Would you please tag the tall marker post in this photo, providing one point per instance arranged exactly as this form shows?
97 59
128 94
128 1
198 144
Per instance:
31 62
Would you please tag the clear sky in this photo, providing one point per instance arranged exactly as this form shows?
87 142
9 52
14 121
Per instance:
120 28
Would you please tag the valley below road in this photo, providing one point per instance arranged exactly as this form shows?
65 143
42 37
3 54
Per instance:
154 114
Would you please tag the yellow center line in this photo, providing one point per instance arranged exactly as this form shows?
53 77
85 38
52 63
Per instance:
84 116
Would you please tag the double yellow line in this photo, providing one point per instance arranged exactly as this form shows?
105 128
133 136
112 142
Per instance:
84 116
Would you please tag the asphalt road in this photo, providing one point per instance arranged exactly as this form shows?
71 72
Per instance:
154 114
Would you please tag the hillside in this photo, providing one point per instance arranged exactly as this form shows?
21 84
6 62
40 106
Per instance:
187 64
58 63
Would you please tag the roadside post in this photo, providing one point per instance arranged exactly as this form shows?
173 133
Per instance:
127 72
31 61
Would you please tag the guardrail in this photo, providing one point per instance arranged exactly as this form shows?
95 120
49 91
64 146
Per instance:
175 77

==

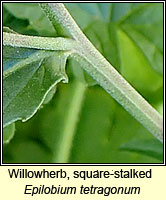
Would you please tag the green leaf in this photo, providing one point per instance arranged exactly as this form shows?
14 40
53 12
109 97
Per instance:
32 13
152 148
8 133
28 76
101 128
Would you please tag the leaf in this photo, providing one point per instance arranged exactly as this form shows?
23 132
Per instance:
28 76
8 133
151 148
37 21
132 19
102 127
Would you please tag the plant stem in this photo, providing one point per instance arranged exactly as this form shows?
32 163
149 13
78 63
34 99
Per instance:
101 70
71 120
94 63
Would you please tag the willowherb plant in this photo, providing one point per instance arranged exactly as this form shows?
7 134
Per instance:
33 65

**SHORT EXERCISE:** Please extract every line in the records above that contains the word "yellow". Case counts.

**SOLUTION TO THE PROBLEM:**
Would you please tag the yellow center line in this photo, providing one point per instance arranged exactly as this form shows?
Would you please tag the double yellow line in this photo, providing one point per instance arranged exactly as this form shows?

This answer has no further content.